[Tarefa proposta a]
Transcreva sem nenhuma alteração todas as linhas da seção "Entradas de dados coletadas". Deixe as imagens de fora.

[Texto de origem]

▬▬▬▬▬▬▬▬▬▬

Um tema mencionado com frequência neste espaço merece ser discutido com um pouco mais de profundidade, nem que seja apenas para falar das amarras que mantêm o Brasil imobilizado pela crise mais profunda de sua história.
Trata-se da dificuldade que muita gente tem para entender que não adianta ficar esperneando nem exigindo que o governo gaste o dinheiro do povo com a mesma generosidade de antes. Como no poema de Carlos Drummond de Andrade, “a festa acabou, a luz apagou”. E o dinheiro, sumiu.
Governo anuncia corte de R$ 1,4 bilhão no Orçamento após revisão do PIB
O orçamento para este ano, que foi elaborado ainda na gestão de Michel Temer, previa um total de R$ 129 bilhões
para as chamadas “despesas não discricionárias”, ou seja, aquelas que não têm caráter obrigatório.
Como a economia não reagiu e a arrecadação ficou estagnada, esses gastos — que incluem desde a verba para a reforma de hospitais até as bolsas de estudo do CNPq — não devem ultrapassar R$ 97 bilhões em 2019.
Um total de R$ 32 bilhões (ou quase um quarto do total previsto) não foi nem será gasto não porque o governo é malvado e não quer soltar dinheiro para programas sociais . A verdade é o dinheiro que não existe. Acabou. Desapareceu. Evaporou e ponto final.
Exemplo de austeridade
Essa é a mais pura verdade: quase todos os recursos que entram no caixa do Tesouro Nacional vão para o pagamento dos salários dos funcionários públicos. De acordo com o ministro da Economia, Paulo Guedes, a folha de pagamentos e as despesas com previdência abocanham cerca de 90% de todo o dinheiro disponível.
São recursos que, faça chuva ou faça sol, tem que ser destinado
a essa finalidade e que cresce sem que ninguém consiga impedir.
De acordo com as regras generosas que a lei criou para eles, os salários dos servidores têm aumentos reais frequentes sem que ninguém possa fazer nada para evitar. Esse é o problema principal. Todo o resto, queiram ou não queiram os defensores dos privilégios do funcionalismo, é secundário.
A lista de benefícios para os servidores é quilométrica. Nas categorias mais privilegiadas — integradas basicamente pelas corporações mais barulhentas da República — o funcionário transita do piso ao teto da carreira em apenas uma década. Isso mesmo.

▬▬▬▬▬▬▬▬▬▬

[Tarefa proposta b]
No texto sobre o orçamento federal, por que os gastos estimados em R$ 129 bilhões no orçamento deste ano não devem passar de R$ 97 bilhões em 2019? Responda em uma a três frases.

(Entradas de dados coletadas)
▬▬▬▬▬▬▬▬▬▬

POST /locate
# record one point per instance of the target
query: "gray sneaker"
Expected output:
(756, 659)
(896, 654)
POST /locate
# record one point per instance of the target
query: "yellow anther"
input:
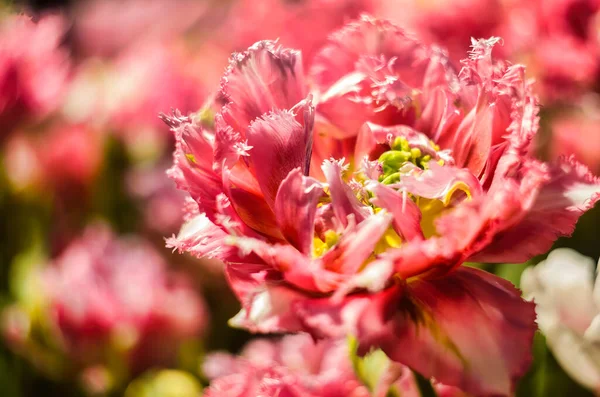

▬▬▬▬▬▬▬▬▬▬

[Resposta a]
POST /locate
# record one point per instance of the target
query: "gray sneaker"
Expected output:
(756, 659)
(896, 654)
POST /locate
# record one point per instance of the target
query: "yellow anther"
input:

[Resposta b]
A economia não reagiu e a arrecadação ficou estagnada. Por isso, cerca de R$ 32 bilhões do total previsto não foram nem serão gastos: esse dinheiro simplesmente não existe.